┌─ EXTRACT
- Genre: Drama
- Created by: Peter Moffat
- Directed by: Jonny Campbell Miranda Bowen
- Starring: Jessie Buckley; Stephen Campbell Moore; Amanda Drew; Ben Miles; Jeremy Neumark Jones; Jessica Raine;
- Composer: Solomon Grey
- Country of origin: United Kingdom
- Original language: English
- No. of series: 1
- No. of episodes: 6

Production
- Executive producers: George Faber Peter Moffat Matthew Read Lucy Richer Elwen Rowlands
- Producers: Margery Bone Mark Pybus
- Cinematography: David Luther Tony Slater Ling
- Editors: Jamie Pearson Sacha Szwarc
- Running time: 59 min (6 episodes)
- Production companies: Bonafide Films The Forge

Original release
- Network: BBC One
- Release: 1 October – 5 November 2017

= The Last Post (TV series) =

The Last Post is a British television drama series first broadcast in the United Kingdom on BBC One from 1 October to 5 November 2017. It is set in the backdrop of the Aden Emergency and a unit of the Royal Military Police depicting the conflict and the relationships of the men and their families together and with the local population. In May 2018, it was reported that a second series would not be commissioned.
└─
┌─ ENTRIES SHOWN
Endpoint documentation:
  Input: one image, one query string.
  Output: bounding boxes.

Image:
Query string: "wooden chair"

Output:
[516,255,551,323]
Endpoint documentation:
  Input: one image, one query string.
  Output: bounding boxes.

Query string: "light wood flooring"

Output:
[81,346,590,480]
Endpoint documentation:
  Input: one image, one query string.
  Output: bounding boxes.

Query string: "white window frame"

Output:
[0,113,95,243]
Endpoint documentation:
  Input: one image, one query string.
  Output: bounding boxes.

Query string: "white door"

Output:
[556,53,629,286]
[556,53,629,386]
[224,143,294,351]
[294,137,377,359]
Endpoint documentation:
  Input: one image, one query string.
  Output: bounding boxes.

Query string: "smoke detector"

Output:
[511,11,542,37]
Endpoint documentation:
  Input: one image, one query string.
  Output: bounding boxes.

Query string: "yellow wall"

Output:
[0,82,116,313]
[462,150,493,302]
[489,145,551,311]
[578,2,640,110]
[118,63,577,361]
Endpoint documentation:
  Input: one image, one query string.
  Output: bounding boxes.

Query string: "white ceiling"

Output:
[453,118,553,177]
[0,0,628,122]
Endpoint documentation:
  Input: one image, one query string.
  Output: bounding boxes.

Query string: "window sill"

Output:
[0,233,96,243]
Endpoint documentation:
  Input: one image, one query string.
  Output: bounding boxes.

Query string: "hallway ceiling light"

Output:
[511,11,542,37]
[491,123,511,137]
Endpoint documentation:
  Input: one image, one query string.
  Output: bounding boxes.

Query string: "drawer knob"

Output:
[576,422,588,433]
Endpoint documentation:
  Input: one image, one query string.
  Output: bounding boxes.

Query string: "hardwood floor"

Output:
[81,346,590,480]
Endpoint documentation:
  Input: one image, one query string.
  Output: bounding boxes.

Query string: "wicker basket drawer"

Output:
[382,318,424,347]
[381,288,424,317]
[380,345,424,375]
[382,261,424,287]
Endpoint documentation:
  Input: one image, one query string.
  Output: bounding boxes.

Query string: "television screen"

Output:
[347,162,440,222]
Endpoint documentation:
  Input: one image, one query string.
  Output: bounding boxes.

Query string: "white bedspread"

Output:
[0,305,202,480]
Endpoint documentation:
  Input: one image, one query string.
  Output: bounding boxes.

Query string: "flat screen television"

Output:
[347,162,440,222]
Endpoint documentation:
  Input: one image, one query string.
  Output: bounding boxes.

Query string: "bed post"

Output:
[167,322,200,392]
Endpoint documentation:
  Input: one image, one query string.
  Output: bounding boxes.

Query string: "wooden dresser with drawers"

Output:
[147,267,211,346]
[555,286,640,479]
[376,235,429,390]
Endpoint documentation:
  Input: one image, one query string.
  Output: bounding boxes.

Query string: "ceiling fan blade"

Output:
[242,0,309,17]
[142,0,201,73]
└─
| DO THIS |
Translate this sentence from the text on The Last Post into Spanish: "In May 2018, it was reported that a second series would not be commissioned."

| ANSWER TO THIS PROBLEM |
En mayo de 2018, se informó de que no se encargaría una segunda temporada.